What needs to be done: Format every line of the material below as a numbered list, leaving out blank lines and pictures.

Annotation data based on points
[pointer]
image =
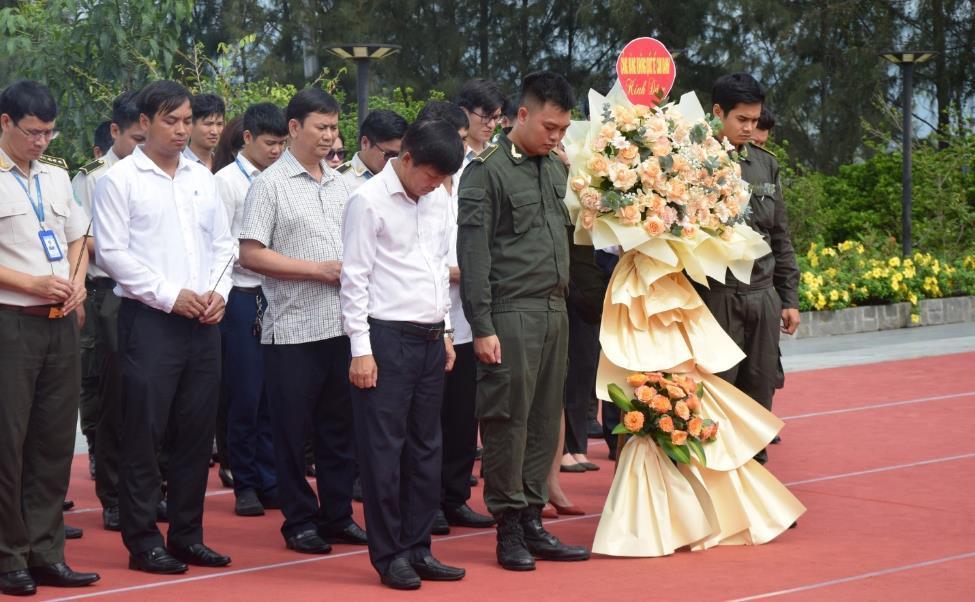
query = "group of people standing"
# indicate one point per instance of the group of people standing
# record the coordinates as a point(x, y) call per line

Task result:
1. [pointer]
2. image =
3. query = "group of people standing"
4. # indicate one point per instance of the group of people standing
5. # record the coordinates as a point(x, y) call per line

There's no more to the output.